# WHAT THE TASK ASKS
Copy out every line of the items starting at the line containing "For this dataset, tag each instance of the plank" and ending at the line containing "[[334, 479], [331, 484], [787, 740], [982, 152]]". Add -5 to each coordinate in the answers and leave all other text unchanged.

:::::

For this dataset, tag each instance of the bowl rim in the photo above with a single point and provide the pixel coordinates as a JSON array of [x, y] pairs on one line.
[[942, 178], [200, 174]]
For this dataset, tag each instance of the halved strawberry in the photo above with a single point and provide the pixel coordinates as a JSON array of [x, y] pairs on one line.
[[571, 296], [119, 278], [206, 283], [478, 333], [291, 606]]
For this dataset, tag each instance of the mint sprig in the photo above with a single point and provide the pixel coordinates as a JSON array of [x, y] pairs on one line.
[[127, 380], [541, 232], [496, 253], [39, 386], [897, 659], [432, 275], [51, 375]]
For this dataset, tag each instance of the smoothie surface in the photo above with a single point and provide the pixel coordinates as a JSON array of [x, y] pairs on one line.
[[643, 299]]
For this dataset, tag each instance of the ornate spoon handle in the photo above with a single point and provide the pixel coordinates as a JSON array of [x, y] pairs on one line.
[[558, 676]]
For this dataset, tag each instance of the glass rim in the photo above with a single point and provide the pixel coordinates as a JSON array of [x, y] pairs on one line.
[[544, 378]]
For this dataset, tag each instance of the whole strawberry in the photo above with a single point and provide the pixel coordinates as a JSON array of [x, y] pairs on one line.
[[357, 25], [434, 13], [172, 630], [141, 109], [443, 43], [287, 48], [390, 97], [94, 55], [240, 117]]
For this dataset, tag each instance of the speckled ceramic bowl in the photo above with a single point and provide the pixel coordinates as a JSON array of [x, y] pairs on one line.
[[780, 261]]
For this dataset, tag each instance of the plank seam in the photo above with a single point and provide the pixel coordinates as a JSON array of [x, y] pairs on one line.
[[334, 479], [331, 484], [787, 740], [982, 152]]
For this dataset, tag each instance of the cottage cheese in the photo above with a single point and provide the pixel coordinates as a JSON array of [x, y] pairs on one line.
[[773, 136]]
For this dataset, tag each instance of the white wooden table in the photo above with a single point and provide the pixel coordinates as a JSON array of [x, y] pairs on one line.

:::::

# THE COMPLETED TASK
For this dataset, tag each instance of the plank seam in the photo above with a single point and provide the pixel coordinates as a JSON array of [x, y] pairs on one line.
[[329, 474], [326, 479], [782, 735], [977, 147]]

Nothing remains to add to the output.